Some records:

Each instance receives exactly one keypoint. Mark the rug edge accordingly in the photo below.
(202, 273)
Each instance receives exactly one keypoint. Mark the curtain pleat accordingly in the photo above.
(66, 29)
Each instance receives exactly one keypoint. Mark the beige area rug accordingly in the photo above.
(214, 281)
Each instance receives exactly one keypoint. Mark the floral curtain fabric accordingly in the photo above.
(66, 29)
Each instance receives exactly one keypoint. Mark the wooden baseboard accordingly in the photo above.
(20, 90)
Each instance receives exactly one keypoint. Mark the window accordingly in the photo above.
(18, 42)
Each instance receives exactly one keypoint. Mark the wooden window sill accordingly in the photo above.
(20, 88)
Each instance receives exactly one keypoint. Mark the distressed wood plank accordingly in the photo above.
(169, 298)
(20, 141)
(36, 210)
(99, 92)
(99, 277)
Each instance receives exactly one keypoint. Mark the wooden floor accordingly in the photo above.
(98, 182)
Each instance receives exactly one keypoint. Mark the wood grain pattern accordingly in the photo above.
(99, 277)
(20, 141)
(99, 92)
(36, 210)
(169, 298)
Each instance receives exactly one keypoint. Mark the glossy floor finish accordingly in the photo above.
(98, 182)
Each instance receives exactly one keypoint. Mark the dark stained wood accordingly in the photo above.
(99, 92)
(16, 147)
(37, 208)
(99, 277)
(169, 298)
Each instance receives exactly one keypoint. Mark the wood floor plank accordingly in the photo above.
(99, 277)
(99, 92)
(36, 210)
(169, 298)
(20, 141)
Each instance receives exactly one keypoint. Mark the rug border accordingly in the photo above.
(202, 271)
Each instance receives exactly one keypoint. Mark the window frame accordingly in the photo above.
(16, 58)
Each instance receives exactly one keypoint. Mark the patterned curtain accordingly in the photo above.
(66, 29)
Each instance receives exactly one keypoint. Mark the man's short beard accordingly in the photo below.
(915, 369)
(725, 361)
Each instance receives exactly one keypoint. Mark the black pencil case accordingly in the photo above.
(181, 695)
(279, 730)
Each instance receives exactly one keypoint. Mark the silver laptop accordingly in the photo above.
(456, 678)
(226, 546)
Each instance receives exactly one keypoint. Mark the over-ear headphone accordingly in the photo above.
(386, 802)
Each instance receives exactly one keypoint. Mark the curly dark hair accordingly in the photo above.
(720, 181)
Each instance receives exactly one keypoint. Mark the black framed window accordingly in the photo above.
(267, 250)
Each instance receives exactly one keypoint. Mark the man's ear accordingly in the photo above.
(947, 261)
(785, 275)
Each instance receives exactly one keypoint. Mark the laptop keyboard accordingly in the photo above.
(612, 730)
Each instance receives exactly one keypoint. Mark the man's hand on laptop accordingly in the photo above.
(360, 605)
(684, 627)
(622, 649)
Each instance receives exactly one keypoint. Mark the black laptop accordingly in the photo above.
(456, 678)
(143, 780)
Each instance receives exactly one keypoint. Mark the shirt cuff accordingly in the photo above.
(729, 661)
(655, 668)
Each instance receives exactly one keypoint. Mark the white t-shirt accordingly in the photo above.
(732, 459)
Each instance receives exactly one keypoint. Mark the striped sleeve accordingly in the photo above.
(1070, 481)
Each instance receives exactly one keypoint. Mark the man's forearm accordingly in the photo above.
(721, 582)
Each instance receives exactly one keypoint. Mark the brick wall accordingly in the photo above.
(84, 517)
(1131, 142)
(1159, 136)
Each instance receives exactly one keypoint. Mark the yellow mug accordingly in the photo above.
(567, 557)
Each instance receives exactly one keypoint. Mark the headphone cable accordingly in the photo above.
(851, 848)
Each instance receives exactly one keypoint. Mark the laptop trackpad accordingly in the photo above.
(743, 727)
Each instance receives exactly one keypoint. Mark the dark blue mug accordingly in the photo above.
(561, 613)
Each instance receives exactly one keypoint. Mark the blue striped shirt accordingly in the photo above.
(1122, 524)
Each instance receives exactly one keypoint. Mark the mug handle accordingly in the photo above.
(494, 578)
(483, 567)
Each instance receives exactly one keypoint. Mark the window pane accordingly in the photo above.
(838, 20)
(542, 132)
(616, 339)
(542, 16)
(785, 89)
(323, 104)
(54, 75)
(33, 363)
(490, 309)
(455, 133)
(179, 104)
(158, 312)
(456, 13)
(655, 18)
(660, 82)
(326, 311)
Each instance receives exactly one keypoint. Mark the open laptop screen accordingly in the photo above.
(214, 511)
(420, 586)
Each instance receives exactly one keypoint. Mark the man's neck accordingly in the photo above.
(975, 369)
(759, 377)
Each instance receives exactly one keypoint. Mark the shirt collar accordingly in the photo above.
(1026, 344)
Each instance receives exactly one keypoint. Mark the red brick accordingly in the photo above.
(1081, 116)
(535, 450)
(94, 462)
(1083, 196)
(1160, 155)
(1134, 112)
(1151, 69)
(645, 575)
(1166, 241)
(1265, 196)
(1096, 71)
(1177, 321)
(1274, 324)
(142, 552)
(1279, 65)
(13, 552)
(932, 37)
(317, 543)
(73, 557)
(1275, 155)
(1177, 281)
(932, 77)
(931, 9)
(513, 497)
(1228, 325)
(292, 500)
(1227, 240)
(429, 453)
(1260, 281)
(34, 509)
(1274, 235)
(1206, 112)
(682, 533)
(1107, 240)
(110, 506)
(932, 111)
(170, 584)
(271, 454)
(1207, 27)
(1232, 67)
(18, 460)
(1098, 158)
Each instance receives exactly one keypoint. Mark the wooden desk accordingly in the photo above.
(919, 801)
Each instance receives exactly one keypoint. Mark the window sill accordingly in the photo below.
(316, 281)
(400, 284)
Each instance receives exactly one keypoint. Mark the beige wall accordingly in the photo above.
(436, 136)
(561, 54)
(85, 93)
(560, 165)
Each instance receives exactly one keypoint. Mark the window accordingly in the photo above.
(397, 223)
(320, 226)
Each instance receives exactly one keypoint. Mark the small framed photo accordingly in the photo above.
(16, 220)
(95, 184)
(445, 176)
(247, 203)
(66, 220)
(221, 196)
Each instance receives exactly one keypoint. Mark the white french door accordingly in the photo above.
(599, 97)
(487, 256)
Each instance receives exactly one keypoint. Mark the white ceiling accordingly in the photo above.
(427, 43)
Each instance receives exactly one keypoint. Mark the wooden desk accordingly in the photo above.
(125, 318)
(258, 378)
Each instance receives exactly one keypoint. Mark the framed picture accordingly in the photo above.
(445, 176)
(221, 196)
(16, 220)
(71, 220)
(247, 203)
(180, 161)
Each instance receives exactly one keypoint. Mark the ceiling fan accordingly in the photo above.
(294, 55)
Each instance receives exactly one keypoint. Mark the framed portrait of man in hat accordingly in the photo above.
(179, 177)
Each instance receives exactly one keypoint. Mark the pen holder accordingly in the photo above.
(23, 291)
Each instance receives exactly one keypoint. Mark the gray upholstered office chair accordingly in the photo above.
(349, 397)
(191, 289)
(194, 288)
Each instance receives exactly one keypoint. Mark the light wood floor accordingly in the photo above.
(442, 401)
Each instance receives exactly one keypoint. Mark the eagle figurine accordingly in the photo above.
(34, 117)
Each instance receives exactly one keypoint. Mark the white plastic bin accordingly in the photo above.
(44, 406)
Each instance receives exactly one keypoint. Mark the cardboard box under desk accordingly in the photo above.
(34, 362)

- _Problem requirements_
Reproduce the entire listing above, replacing every occurrence of "keypoint" with "marker" and leaving all else unchanged.

- _The reply_
Each instance receives exactly one marker. Mark the rug edge accordingly in the photo below.
(202, 273)
Each instance receives exactly one marker. Mark the curtain pleat accordingly in the photo above.
(66, 29)
Each instance receives exactly one marker. Mark the beige area rug accordingly in the photo above.
(214, 281)
Each instance receives exactly one marker. Mark the floral curtain fabric accordingly in the photo above.
(66, 29)
Each instance receives exactly one marker. Mark the wooden baseboard accordingly in the photo above.
(20, 90)
Each instance receives exactly one marker. Mark the window accordingly in the photo above.
(18, 42)
Each instance receives exactly one marker. Mark the wooden window sill accordingly in the photo above.
(20, 88)
Each instance receives exactly one marker. Mark the distressed wood plank accordingly in the photo above.
(169, 298)
(20, 141)
(36, 210)
(99, 92)
(99, 277)
Each instance receives exactly one marker. Mark the wooden floor accordingly in the photo above.
(98, 182)
Each instance receives exactly one marker. Mark the wood grain pattern accordingly in the photo above.
(99, 277)
(20, 141)
(99, 92)
(36, 210)
(169, 298)
Each instance receives exactly one marker. Mark the glossy floor finish accordingly in the photo above.
(98, 182)
Each instance receives exactly one marker. Mark the dark stained wood accordingly in the photo above.
(99, 92)
(16, 147)
(37, 208)
(99, 277)
(169, 298)
Each instance receives exactly one marker. Mark the wood floor plank accordingly in the photo above.
(99, 277)
(99, 92)
(36, 210)
(169, 298)
(20, 141)
Each instance receives exactly one marker. Mark the rug border accordingly in the photo above.
(202, 271)
Each instance receives exactly one marker. Mark the window frame accordingly in the photo above.
(16, 58)
Each instance receives exactly one marker. Mark the patterned curtain accordingly in the photo above.
(66, 29)
Each instance receives exactly one marker. Mark the man's short beard accordingly in the photo below.
(915, 369)
(725, 361)
Each instance receives exactly one marker. Mark the black pencil case accordingly in the photo above.
(181, 695)
(279, 730)
Each instance receives exactly one marker. Mark the silver laptop accordingly in the photo above.
(456, 678)
(226, 546)
Each instance receives exactly one marker. Mark the over-ear headphone accordingly in the photo above.
(386, 802)
Each instance receives exactly one marker. Mark the curly dark hair accordingly in the photo above.
(720, 181)
Each instance receives exactly one marker. Mark the black framed window accordingly in the photo above.
(267, 250)
Each instance receives exactly one marker. Mark the man's ear accordingly in the photo above.
(947, 261)
(785, 275)
Each instance receives exactly one marker. Mark the laptop keyboard accordingly in the photo above.
(612, 730)
Each instance receives exactly one marker. Mark the man's hand on laptop accordingly in the photo above.
(360, 605)
(684, 627)
(622, 649)
Each instance receives exactly one marker. Mark the black laptop accordingly in the photo above.
(456, 678)
(143, 780)
Each instance receives exactly one marker. Mark the shirt cuff accordingly in the photo above.
(729, 661)
(655, 668)
Each instance receives exactly one marker. Mark the white t-shirt accordingly in the photo above.
(732, 459)
Each instance receives exactly one marker. Mark the striped sleeve accordingly in the photo above.
(1070, 481)
Each instance receives exactly one marker. Mark the man's forearm accordingly in the photo above.
(721, 582)
Each instance receives exactly one marker. Mark the brick wall accordingly in the photo above.
(84, 517)
(1131, 142)
(1159, 136)
Each instance receives exactly one marker. Mark the yellow mug accordingly in the photo above.
(567, 557)
Each instance receives exactly one marker. Mark the headphone cable accordingly in the photo above.
(851, 848)
Each instance receives exactly one marker. Mark the laptop trackpad accordingly in the photo above.
(743, 727)
Each instance receives exactly one marker. Mark the dark blue mug accordingly in the photo above.
(561, 613)
Each instance receives exactly one marker. Mark the blue striped shirt accordingly in the photo above.
(1122, 524)
Each instance receives exactly one marker. Mark the mug handle accordingly in the photo above.
(494, 578)
(483, 567)
Each instance receives exactly one marker. Mark the window pane accordingly in the photo above.
(838, 20)
(542, 132)
(616, 339)
(542, 16)
(785, 89)
(323, 104)
(54, 75)
(33, 363)
(490, 309)
(455, 133)
(179, 104)
(158, 312)
(456, 13)
(655, 18)
(660, 82)
(326, 311)
Each instance receives exactly one marker. Mark the open laptop screen accordingly in the photo above.
(214, 511)
(420, 586)
Each instance receives exactly one marker. Mark the man's neck accordingly in the photo above.
(975, 369)
(759, 377)
Each instance receives exactly one marker. Mark the shirt collar accordingly in the photo above.
(1026, 344)
Each instance receives exactly one marker. Mark the red brick accordingly in the photo above.
(1081, 116)
(535, 450)
(94, 462)
(1083, 196)
(1160, 155)
(1134, 112)
(1151, 69)
(645, 575)
(1166, 241)
(1265, 196)
(1096, 71)
(1177, 321)
(1274, 324)
(142, 552)
(1279, 65)
(13, 552)
(932, 37)
(317, 543)
(73, 557)
(1275, 155)
(1177, 281)
(932, 77)
(931, 9)
(513, 497)
(1228, 325)
(292, 500)
(1227, 240)
(429, 453)
(1260, 281)
(34, 509)
(1274, 235)
(1206, 112)
(682, 533)
(1107, 240)
(110, 506)
(932, 111)
(170, 584)
(271, 454)
(1207, 27)
(1232, 67)
(18, 460)
(1098, 158)
Each instance receives exactly one marker. Mark the wooden desk accordingly in the photo above.
(919, 801)
Each instance receives exactly one marker. Mark the window sill accordingly in the photo below.
(316, 281)
(400, 284)
Each instance receives exactly one marker. Mark the beige wall accordingly in the photo above.
(436, 136)
(561, 54)
(85, 93)
(560, 165)
Each instance receives exactly one marker. Mark the window accordingly in the photo above.
(397, 223)
(320, 226)
Each instance receives exactly one marker. Mark the small framed photo accordingly in the photo above.
(16, 220)
(95, 184)
(445, 176)
(247, 203)
(66, 220)
(221, 196)
Each instance receives exactly one marker. Mark the white french door accordingly in the photo above.
(599, 97)
(487, 256)
Each instance receives exactly one marker. Mark the white ceiling accordingly in the photo above.
(427, 43)
Each instance receives exactly one marker. Mark the wooden desk accordingly in the photo above.
(125, 318)
(258, 378)
Each instance receives exactly one marker. Mark the framed picture accordingly in the photo above.
(445, 176)
(221, 196)
(16, 220)
(71, 220)
(247, 203)
(180, 161)
Each instance receives exactly one marker. Mark the ceiling fan accordingly in the photo above.
(294, 55)
Each instance receives exactly one marker. Mark the framed portrait of man in hat accordingly in the photo above.
(179, 177)
Each instance receives exactly one marker. Mark the pen holder accordingly in the photo above.
(23, 291)
Each instance receives exactly one marker. Mark the gray upholstered office chair accordingly in the photo above.
(349, 397)
(191, 289)
(194, 288)
Each instance receives exactly one marker. Mark the light wood floor accordingly in the photo above.
(442, 401)
Each instance receives exactly one marker. Mark the eagle figurine accordingly in the photo above.
(34, 117)
Each instance receives exactly one marker. Mark the white plastic bin accordingly in the photo above.
(44, 406)
Each instance receives exactly one marker. Mark the cardboard box under desk accordingly in the photo above.
(34, 362)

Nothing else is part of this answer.